Exercise goal
Rewrite the items below with "butterfly hair clip" replaced by "butterfly barrette" everywhere it occurs, keeping everything else unchanged.

Material shown
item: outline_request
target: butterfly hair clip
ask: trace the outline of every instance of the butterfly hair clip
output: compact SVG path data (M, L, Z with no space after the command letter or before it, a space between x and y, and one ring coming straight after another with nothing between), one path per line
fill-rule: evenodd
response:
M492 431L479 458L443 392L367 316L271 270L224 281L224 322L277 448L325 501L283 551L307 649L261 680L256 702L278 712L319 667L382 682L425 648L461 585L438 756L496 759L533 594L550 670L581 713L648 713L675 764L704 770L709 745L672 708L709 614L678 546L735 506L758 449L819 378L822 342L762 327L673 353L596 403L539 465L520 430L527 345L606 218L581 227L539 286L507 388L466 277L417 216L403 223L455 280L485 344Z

Task output
item: outline_request
target: butterfly barrette
ask: trace the outline of every instance of the butterfly barrette
output: compact SVG path data (M, L, Z with no space after the command letter or before it, a space between x and y, and one ring coming straight after another with nothing between), one path per line
fill-rule: evenodd
response:
M492 431L479 458L443 392L367 316L271 270L224 281L224 322L277 448L325 501L283 551L307 649L261 680L256 702L278 712L319 667L382 682L425 648L461 585L438 756L496 759L533 594L550 670L581 713L648 713L675 764L704 770L709 745L672 708L709 614L678 546L735 506L758 449L819 378L822 342L762 327L673 353L596 403L539 465L520 430L527 345L606 218L581 227L539 286L507 388L466 277L417 216L403 223L455 280L485 344Z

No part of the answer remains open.